## Task
Write out all of the data exactly as it appears.
──────
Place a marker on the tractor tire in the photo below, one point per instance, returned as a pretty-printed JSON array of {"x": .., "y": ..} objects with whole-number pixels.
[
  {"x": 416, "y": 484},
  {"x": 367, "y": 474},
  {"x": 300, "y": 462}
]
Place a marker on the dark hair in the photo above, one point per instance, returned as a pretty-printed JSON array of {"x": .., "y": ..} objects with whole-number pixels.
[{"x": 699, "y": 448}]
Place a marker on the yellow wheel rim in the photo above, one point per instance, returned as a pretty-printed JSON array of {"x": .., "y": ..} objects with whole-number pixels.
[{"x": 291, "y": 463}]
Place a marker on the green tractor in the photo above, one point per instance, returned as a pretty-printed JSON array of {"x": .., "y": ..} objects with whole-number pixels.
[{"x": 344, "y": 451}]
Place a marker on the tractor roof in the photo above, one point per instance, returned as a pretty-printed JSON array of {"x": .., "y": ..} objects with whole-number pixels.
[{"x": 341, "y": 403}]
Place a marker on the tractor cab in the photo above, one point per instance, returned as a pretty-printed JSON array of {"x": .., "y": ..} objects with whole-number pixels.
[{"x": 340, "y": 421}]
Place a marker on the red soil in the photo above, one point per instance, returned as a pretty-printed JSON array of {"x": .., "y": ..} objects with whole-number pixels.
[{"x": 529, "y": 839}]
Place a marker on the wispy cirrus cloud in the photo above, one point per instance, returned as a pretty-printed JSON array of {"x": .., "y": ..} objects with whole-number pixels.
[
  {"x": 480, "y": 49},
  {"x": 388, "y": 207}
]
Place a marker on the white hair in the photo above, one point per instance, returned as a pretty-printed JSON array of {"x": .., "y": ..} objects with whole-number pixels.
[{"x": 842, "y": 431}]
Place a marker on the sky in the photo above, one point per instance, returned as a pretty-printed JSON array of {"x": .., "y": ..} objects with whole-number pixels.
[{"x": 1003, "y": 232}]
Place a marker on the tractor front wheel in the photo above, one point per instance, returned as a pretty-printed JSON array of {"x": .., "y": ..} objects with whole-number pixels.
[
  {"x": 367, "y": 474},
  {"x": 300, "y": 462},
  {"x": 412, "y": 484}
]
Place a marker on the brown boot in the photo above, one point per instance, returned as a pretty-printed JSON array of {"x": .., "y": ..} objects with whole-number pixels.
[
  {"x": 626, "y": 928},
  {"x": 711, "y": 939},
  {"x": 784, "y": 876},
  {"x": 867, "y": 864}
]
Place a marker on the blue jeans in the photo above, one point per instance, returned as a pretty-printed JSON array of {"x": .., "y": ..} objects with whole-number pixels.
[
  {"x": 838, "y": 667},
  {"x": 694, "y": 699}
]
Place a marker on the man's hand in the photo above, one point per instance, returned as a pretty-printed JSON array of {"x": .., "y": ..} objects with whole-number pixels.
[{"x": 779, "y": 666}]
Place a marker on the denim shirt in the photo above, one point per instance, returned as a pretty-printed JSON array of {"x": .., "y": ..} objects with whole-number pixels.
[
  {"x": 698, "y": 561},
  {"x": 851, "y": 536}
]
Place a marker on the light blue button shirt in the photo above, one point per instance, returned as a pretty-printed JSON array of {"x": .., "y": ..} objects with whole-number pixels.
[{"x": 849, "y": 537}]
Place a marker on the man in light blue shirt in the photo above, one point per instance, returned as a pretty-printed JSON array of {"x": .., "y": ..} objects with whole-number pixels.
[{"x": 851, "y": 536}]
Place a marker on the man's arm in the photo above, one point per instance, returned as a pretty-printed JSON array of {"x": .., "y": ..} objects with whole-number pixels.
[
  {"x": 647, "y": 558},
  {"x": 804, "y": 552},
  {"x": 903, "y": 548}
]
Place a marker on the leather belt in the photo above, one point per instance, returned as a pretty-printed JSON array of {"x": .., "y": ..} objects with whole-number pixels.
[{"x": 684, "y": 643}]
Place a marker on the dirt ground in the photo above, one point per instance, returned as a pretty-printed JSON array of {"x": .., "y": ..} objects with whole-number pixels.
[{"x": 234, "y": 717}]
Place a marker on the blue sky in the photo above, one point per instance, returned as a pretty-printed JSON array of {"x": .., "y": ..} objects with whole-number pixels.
──────
## Written response
Place a marker on the tractor tire in the photo below, one point per instance, returned as a pretty-printed JSON array of {"x": .., "y": ..} objects with whole-number pixels.
[
  {"x": 416, "y": 484},
  {"x": 367, "y": 474},
  {"x": 300, "y": 462}
]
Place a marker on the dark hair in the photo above, one point per instance, returned as a pretty-printed JSON array of {"x": .., "y": ..} objects with whole-number pixels.
[{"x": 699, "y": 448}]
Place a marker on the yellow wheel rim in the photo above, one point per instance, returned as a pretty-printed JSON array of {"x": .., "y": ..} objects with whole-number pixels.
[{"x": 291, "y": 463}]
Place a marker on the green tractor in the photo above, one point per instance, returned as a pretty-printed JSON array of {"x": .., "y": ..} objects with whole-number pixels.
[{"x": 344, "y": 451}]
Place a marker on the tractor roof in the photo above, one point per instance, returned as a pretty-printed JSON array of {"x": .., "y": ..} objects with whole-number pixels.
[{"x": 341, "y": 403}]
Place a marker on the tractor cab in the photo above, one point per instance, returned as a pretty-printed JSON array of {"x": .., "y": ..} objects with whole-number pixels.
[{"x": 340, "y": 421}]
Place a marker on the red soil in the photo above, one point per instance, returned as a pretty-printed JSON array of {"x": .., "y": ..} objects with whole-number pixels.
[{"x": 529, "y": 839}]
Place a marker on the wispy cirrus cloud in the photo above, one point per instance, returned as a pretty-printed JSON array of {"x": .., "y": ..} objects with whole-number pixels.
[
  {"x": 480, "y": 49},
  {"x": 388, "y": 207}
]
Place a marker on the white hair in the photo above, one point per instance, returned as a pretty-printed JSON array of {"x": .., "y": ..} objects with whole-number pixels.
[{"x": 842, "y": 431}]
Place a marker on the sky in the photo above, one point per instance, returned as a pretty-printed JSON array of {"x": .., "y": ..} objects with whole-number pixels.
[{"x": 1003, "y": 232}]
Place a marker on the tractor front wheel in the photo above, one point per instance, returned as a pretty-printed JSON array of {"x": .., "y": ..} objects with whole-number pixels.
[
  {"x": 367, "y": 474},
  {"x": 300, "y": 462},
  {"x": 412, "y": 484}
]
Place a marker on the brown boot in the photo above, one point per instance, returned as a pretty-printed JSON array of {"x": .., "y": ..} objects with whole-number pixels.
[
  {"x": 626, "y": 928},
  {"x": 711, "y": 939},
  {"x": 784, "y": 876},
  {"x": 867, "y": 864}
]
Place a marker on the blue jeans in the photo above, one point per instance, returned as a pretty-printed JSON array of {"x": .., "y": ..} objects with whole-number pixels.
[
  {"x": 838, "y": 667},
  {"x": 694, "y": 699}
]
Place a marker on the man's hand in the photo above, one point per instance, returned as a pretty-printed JSON array of {"x": .., "y": ..} objects with whole-number pixels.
[{"x": 779, "y": 666}]
Place a marker on the denim shirt in the photo above, one point per instance, returned as a pretty-printed JSON array of {"x": .., "y": ..} objects with whole-number pixels.
[
  {"x": 698, "y": 561},
  {"x": 851, "y": 536}
]
Place a marker on the light blue button shirt in the photo above, one point per instance, returned as a pretty-printed JSON array of {"x": .., "y": ..} objects with whole-number pixels.
[{"x": 849, "y": 537}]
Place a marker on the man in light blue shirt in the photo above, one point per instance, returned as a pretty-printed JSON array of {"x": .., "y": ..} objects with whole-number pixels.
[{"x": 851, "y": 536}]
Place a marker on the man's arm in the photo above, one point per instance, returned as a pretty-printed JSON array of {"x": .., "y": ..} objects with whole-number pixels.
[
  {"x": 647, "y": 558},
  {"x": 804, "y": 552},
  {"x": 903, "y": 548}
]
Place a marker on the leather belt in the photo above, one point per instance, returned as a pretty-printed JSON array of {"x": .., "y": ..} objects with whole-number pixels.
[{"x": 684, "y": 643}]
Place a marker on the dirt ground in the photo above, one point per instance, returned as a pretty-printed JSON array of {"x": .., "y": ..} objects with whole-number pixels.
[{"x": 234, "y": 717}]
Place a marker on the blue sky in the photo above, one point per instance, returned as a pretty-printed JSON array of {"x": .., "y": ..} objects with whole-number pixels.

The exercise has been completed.